KUTIPAN PILIHAN
"""
DPR Nilai Praktik Beras Oplosan Melanggar Hak Konsumen

Ilustrasi - Karungan beras SPHP. Foto: Humas Bapanas

apakabar.co.id, JAKARTA – Anggota Komisi VI DPR RI Sarifah Suraidah Harum menilai maraknya praktik pengoplosan beras premium di berbagai daerah bukan sekadar pelanggaran perdagangan, melainkan sudah menyangkut pelanggaran hak konsumen.

Dia menegaskan praktik pengoplosan beras melanggar Undang-Undang Nomor 8 Tahun 1999 tentang Perlindungan Konsumen, di mana masyarakat berhak atas produk berkualitas dan informasi yang transparan.

“Ini sudah menyangkut hak konsumen yang dijamin undang-undang. Mengemas beras kualitas rendah sebagai produk premium adalah penipuan yang harus dihentikan,” kata Sarifah dalam keterangan yang diterima di Jakarta, Jumat (1/8).

Dia juga menilai praktik pengoplosan beras tersebut telah merusak kepercayaan publik terhadap sistem distribusi pangan nasional.

Baca juga: Mentan: 212 Merek Beras Terbukti Langgar Regulasi Pemerintah

Sarifah menekankan praktik pengoplosan beras berpotensi merugikan konsumen hingga Rp99,35 triliun per tahun, dengan rincian Rp34,21 triliun untuk beras premium dan Rp65,14 triliun untuk beras medium.

Dia lantas menyinggung temuan Kementerian Pertanian dan Satgas Pangan Polri terhadap 212 merek beras bermasalah di pasaran, yang terdiri dari 136 beras premium dan 76 beras medium.

Di mana data menunjukkan, 85,56 persen beras premium dan 88,24 persen beras medium tidak memenuhi standar mutu, 95,12 persen dijual di atas Harga Eceran Tertinggi (HET), dan 21,66 persen memiliki berat kemasan tidak sesuai klaim.
"""
ISI DATA
"""
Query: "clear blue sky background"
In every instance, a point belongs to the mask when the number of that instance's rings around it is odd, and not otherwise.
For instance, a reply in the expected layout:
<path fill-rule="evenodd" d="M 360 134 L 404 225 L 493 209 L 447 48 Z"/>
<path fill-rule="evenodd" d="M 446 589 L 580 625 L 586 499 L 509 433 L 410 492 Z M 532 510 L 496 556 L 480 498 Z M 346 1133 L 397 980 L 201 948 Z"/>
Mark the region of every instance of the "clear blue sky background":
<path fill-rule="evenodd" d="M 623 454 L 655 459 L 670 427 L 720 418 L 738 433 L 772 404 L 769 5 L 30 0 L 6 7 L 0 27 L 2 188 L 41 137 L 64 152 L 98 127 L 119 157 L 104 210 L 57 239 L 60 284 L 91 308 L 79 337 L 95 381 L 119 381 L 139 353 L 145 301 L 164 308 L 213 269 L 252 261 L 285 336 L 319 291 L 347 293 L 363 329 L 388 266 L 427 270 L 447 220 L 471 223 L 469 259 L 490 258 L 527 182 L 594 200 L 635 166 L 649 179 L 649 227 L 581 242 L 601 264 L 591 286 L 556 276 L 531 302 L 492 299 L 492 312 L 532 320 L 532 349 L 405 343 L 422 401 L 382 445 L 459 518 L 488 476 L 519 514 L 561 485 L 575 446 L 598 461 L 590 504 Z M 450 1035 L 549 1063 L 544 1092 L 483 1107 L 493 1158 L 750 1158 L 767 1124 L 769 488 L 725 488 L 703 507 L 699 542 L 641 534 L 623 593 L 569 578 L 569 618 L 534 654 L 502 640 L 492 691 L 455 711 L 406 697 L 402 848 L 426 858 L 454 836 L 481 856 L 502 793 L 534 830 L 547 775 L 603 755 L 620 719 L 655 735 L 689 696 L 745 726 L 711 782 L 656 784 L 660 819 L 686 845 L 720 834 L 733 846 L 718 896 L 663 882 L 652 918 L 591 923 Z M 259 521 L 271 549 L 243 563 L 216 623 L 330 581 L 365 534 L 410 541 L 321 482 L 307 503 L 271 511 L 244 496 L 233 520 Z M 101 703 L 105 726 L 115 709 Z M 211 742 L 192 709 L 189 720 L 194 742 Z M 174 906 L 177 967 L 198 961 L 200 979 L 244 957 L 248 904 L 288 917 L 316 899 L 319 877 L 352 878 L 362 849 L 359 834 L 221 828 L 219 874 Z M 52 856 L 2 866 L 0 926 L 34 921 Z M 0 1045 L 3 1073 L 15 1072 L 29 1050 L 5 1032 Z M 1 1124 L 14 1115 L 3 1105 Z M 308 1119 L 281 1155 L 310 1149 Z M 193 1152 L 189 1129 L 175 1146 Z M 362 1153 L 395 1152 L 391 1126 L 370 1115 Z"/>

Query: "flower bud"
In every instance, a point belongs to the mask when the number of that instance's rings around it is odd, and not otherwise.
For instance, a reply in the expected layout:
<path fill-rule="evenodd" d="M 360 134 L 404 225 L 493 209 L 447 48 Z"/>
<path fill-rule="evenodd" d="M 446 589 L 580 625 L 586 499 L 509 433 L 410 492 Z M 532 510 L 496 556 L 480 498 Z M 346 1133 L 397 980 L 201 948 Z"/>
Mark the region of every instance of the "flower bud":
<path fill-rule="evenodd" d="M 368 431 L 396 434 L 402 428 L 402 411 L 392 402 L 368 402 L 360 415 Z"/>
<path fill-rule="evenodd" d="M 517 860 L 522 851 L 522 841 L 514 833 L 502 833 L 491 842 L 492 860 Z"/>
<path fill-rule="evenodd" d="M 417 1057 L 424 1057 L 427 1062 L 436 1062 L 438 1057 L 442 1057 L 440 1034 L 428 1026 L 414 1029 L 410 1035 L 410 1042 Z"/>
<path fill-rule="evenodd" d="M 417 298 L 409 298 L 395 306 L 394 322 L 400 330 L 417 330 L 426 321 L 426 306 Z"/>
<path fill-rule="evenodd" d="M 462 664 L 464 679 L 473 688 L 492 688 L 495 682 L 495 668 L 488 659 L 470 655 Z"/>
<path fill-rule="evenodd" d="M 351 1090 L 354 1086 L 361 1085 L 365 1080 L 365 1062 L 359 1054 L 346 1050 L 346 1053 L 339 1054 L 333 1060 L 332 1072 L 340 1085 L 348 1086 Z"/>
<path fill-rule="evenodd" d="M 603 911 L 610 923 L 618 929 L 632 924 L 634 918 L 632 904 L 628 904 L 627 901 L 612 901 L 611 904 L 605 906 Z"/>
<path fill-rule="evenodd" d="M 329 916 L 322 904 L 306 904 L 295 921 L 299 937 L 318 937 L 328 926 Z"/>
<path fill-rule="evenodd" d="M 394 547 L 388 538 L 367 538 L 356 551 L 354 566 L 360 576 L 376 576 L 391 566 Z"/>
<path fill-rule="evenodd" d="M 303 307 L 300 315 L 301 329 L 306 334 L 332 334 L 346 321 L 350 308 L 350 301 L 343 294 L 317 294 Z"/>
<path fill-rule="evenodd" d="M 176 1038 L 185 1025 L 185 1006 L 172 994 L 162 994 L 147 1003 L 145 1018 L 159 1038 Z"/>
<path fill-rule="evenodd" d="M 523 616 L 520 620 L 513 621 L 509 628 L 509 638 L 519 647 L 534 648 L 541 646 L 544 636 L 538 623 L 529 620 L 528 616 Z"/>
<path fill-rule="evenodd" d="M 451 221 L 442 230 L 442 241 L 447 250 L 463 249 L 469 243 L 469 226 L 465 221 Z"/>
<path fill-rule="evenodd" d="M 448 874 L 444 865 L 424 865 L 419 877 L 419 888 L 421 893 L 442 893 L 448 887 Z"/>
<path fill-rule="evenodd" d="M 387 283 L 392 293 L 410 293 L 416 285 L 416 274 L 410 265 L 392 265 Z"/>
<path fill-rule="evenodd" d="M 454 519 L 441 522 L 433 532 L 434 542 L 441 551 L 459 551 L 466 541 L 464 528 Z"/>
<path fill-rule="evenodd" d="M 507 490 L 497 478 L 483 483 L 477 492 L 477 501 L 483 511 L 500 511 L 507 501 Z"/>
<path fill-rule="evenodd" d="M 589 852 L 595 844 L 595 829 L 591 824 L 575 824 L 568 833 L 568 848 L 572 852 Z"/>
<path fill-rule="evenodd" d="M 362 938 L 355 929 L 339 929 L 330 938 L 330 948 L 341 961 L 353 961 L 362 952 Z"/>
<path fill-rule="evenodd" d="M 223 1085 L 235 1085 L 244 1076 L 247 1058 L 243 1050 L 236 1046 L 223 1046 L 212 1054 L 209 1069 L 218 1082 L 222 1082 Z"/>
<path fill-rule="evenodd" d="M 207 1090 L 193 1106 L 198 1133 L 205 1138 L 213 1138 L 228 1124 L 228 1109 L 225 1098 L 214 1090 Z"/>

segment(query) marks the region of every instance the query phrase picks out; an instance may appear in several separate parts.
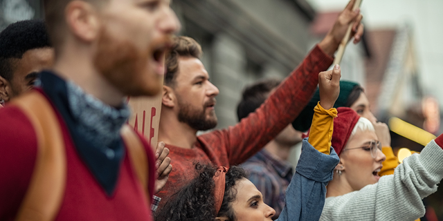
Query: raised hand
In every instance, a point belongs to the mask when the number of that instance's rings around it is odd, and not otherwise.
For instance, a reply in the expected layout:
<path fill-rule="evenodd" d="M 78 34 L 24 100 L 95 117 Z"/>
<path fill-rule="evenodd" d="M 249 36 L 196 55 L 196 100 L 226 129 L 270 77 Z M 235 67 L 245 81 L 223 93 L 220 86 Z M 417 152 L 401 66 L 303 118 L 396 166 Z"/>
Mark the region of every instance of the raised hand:
<path fill-rule="evenodd" d="M 320 105 L 326 110 L 333 108 L 334 104 L 338 98 L 340 77 L 341 77 L 341 70 L 338 64 L 334 67 L 334 69 L 318 74 Z"/>
<path fill-rule="evenodd" d="M 155 150 L 155 157 L 156 158 L 155 162 L 156 180 L 154 193 L 159 193 L 163 189 L 168 179 L 169 174 L 172 171 L 172 165 L 171 165 L 171 158 L 168 157 L 169 149 L 165 147 L 165 143 L 159 142 Z"/>
<path fill-rule="evenodd" d="M 345 10 L 338 15 L 332 28 L 318 44 L 325 53 L 331 56 L 334 55 L 340 43 L 345 37 L 347 28 L 352 22 L 355 21 L 352 26 L 352 31 L 351 32 L 351 37 L 354 37 L 354 44 L 356 44 L 361 40 L 361 36 L 363 32 L 363 26 L 361 23 L 363 15 L 360 14 L 359 8 L 352 10 L 355 1 L 356 0 L 351 0 L 347 3 Z"/>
"""
SOAL LATIHAN 1
Jawab pertanyaan berikut berdasarkan kutipan tentang beras oplosan.
(a) Undang-undang apa yang menurut Sarifah dilanggar oleh praktik pengoplosan beras?
(b) Berapa potensi kerugian konsumen per tahun akibat praktik ini?
(c) Dari 212 merek beras bermasalah, berapa yang termasuk beras premium?
SOAL LATIHAN 2
Sebutkan semua angka persentase dalam kutipan tentang beras oplosan.

JAWABAN LENGKAP 1
(a) Undang-Undang Nomor 8 Tahun 1999 tentang Perlindungan Konsumen.
(b) Rp99,35 triliun per tahun.
(c) 136 merek.

JAWABAN LENGKAP 2
85,56 persen, 88,24 persen, 95,12 persen, 21,66 persen